Therapeutic potential of microglial SMEK1 in regulating H3K9 lactylation in cerebral ischemia-reperfusion
- Commun Biol. 2024 Dec 26;7(1):1701. doi: 10.1038/s42003-024-07425-6.
- 1. Department of Neurology, Shandong Provincial Qianfoshan Hospital, Cheeloo College of Medicine, Shandong University, Jinan, PR China.
- 2. Department of Neurology, The First Affiliated Hospital of Shandong First Medical University, Jinan, PR China.
- 3. Shandong Institute of Neuroimmunology, Jinan, People's Republic of China.
- 4. Shandong Provincial Medicine and Health Key Laboratory of Neuroimmunology, Jinan, People's Republic of China.
- 5. Key Laboratory for Experimental Teratology of the Ministry of Education and Department of Medical Genetics, School of Basic Medical Sciences, Cheeloo College of Medicine, Shandong University, Jinan, Shandong, China.

Natural-language object grounding data
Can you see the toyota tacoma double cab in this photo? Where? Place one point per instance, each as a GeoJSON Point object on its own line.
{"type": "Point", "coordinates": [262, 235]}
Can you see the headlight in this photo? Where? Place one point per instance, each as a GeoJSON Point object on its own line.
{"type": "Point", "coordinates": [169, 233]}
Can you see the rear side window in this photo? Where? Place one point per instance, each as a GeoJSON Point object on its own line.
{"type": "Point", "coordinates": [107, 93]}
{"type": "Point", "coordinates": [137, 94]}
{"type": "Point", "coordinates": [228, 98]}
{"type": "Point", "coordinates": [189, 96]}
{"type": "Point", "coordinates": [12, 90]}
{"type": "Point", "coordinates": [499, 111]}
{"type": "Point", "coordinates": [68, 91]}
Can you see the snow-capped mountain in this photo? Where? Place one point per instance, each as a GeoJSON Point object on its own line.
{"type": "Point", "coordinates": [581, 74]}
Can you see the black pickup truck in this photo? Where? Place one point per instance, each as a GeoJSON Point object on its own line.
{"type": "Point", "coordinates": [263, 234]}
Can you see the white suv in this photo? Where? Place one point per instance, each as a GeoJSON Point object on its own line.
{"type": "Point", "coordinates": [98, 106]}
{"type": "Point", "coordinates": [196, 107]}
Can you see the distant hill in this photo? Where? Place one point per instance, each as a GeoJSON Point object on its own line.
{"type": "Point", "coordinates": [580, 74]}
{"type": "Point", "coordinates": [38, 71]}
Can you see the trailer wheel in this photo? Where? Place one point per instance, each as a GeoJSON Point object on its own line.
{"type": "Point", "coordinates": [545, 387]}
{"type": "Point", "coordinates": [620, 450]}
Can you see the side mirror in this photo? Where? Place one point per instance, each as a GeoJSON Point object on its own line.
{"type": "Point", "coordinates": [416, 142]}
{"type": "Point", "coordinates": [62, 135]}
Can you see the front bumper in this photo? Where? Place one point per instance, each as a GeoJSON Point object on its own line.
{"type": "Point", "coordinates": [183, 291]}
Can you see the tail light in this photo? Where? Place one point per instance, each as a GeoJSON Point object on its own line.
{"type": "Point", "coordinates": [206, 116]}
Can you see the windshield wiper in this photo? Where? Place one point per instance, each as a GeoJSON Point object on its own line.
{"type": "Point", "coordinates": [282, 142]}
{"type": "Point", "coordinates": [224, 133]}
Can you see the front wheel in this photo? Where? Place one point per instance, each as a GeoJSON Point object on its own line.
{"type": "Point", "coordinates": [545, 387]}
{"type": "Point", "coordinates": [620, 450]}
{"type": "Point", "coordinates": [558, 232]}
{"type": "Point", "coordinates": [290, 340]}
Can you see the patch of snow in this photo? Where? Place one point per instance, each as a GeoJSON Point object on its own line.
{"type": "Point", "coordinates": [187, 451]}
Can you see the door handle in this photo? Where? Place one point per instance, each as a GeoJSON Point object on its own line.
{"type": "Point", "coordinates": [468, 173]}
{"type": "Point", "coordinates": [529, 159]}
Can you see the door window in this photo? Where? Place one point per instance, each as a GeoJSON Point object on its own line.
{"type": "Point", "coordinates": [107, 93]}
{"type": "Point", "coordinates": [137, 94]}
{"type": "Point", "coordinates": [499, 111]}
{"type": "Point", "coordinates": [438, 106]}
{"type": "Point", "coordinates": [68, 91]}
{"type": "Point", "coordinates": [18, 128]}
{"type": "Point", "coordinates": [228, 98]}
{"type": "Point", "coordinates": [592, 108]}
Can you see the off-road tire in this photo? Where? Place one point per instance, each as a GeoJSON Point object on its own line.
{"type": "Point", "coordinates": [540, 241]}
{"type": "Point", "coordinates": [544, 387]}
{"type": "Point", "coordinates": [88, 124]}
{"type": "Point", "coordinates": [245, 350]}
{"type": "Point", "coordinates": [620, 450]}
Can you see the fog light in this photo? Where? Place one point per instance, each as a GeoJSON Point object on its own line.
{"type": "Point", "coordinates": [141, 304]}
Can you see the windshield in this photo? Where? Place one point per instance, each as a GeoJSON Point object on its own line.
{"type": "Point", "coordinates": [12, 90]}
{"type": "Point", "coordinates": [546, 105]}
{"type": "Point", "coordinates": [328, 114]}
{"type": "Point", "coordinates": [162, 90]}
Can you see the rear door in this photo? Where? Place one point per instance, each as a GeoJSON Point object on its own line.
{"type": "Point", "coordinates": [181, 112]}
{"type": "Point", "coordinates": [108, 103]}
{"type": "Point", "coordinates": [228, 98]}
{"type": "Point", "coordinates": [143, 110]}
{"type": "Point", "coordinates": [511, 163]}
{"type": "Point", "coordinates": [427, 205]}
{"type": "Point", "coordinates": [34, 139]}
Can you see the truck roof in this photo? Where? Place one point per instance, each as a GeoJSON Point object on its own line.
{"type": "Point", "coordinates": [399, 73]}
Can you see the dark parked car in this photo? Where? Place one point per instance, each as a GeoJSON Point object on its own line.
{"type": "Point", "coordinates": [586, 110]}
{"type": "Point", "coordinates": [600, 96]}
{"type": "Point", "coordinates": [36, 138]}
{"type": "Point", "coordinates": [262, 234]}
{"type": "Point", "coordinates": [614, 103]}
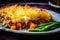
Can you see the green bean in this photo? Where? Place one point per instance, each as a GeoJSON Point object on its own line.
{"type": "Point", "coordinates": [49, 26]}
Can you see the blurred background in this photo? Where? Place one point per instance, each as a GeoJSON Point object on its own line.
{"type": "Point", "coordinates": [21, 1]}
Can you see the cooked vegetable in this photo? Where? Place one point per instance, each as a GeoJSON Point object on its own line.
{"type": "Point", "coordinates": [32, 25]}
{"type": "Point", "coordinates": [45, 27]}
{"type": "Point", "coordinates": [6, 25]}
{"type": "Point", "coordinates": [13, 27]}
{"type": "Point", "coordinates": [49, 26]}
{"type": "Point", "coordinates": [19, 26]}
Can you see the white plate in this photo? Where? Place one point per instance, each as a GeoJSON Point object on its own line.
{"type": "Point", "coordinates": [56, 17]}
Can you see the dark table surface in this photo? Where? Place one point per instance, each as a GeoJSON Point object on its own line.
{"type": "Point", "coordinates": [13, 36]}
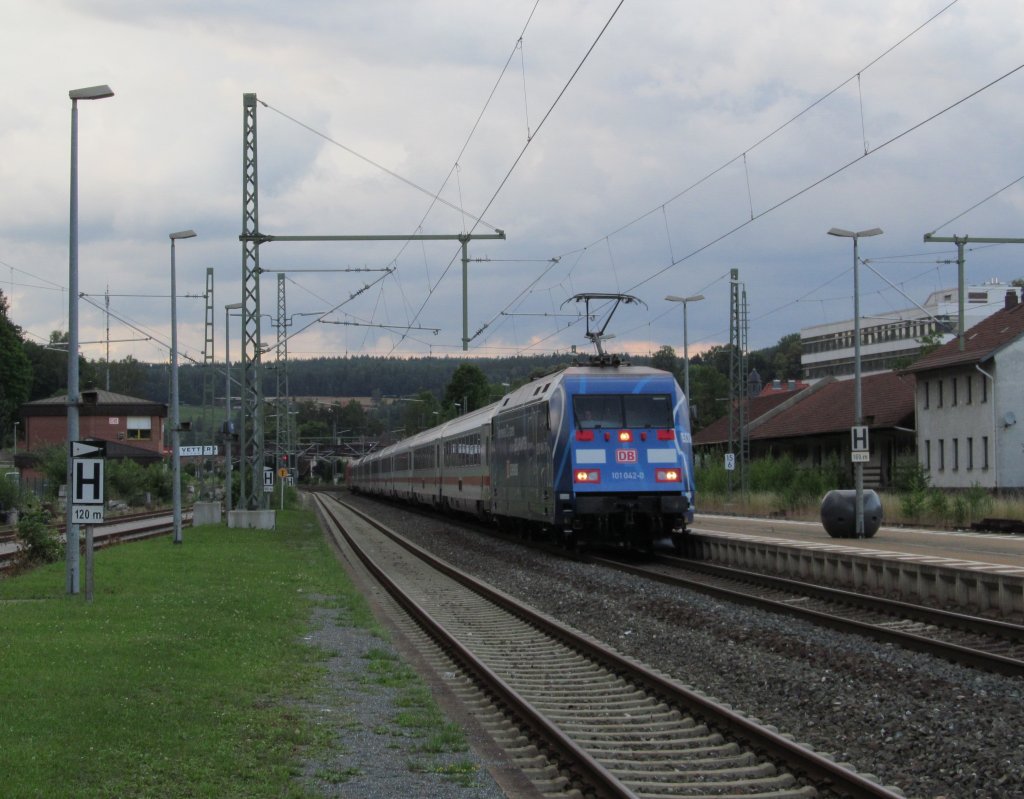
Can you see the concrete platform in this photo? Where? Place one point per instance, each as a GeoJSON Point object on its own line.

WHAT THE TASK REQUIRES
From the SMEK1 article page, extract the passage starting with "Therapeutic potential of" and going on through "26;7(1):1701. doi: 10.1038/s42003-024-07425-6.", copying it word for word.

RESULT OF THE EXERCISE
Therapeutic potential of microglial SMEK1 in regulating H3K9 lactylation in cerebral ischemia-reperfusion
- Commun Biol. 2024 Dec 26;7(1):1701. doi: 10.1038/s42003-024-07425-6.